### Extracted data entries
------------------------------------------------------------

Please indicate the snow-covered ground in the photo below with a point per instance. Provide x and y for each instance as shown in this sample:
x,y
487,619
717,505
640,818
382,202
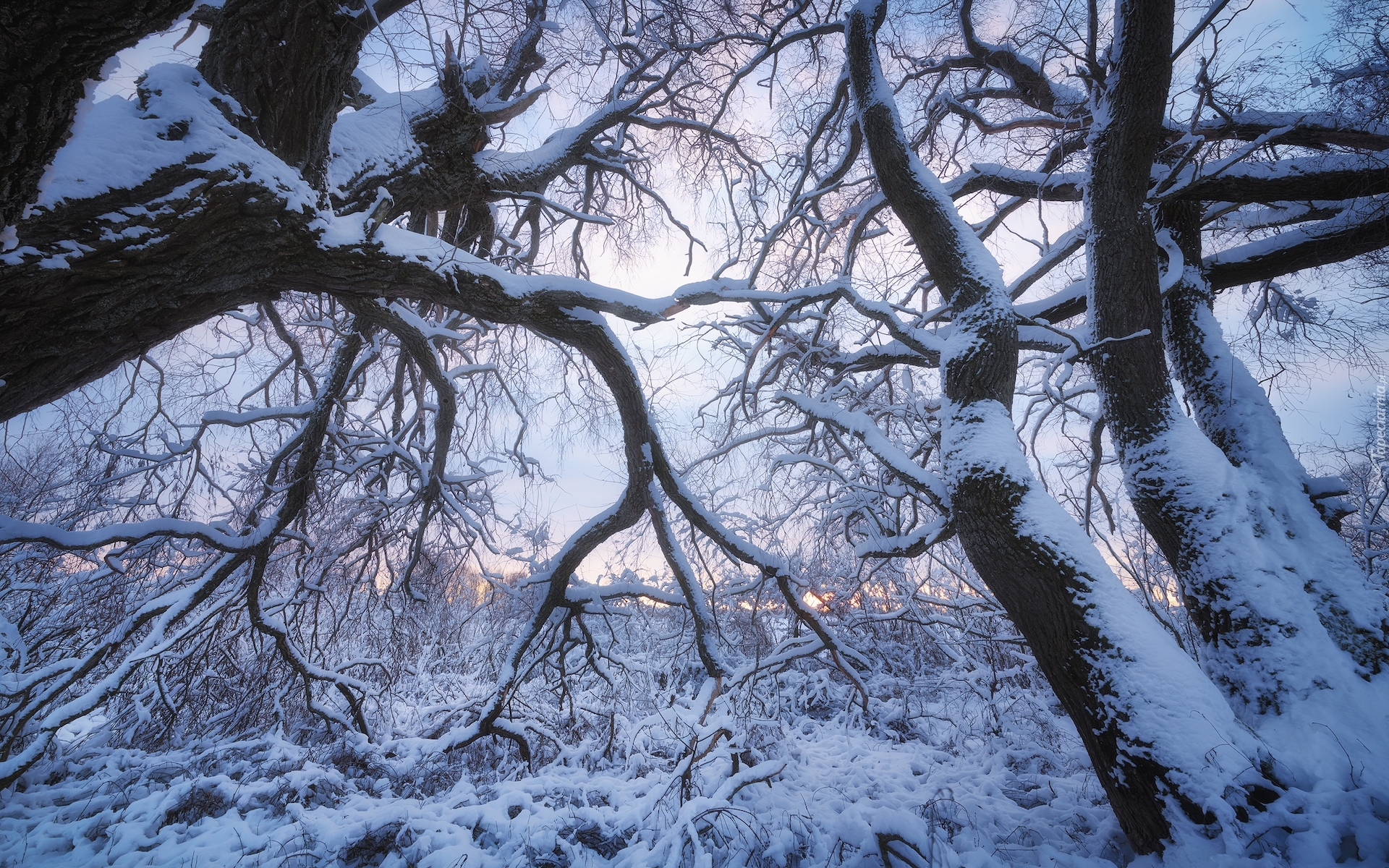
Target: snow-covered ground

------------------------------------------------------------

### Your goal
Rewrite the records, replacing "snow-covered ground" with "frozen ground" and changing nothing else. Leave the pictures out.

### Expected answer
Please indicate the frozen ground in the photo below with a point per instance. Provide x and y for each instance as shown in this sample:
x,y
487,619
717,505
640,818
382,202
Target: frozen ground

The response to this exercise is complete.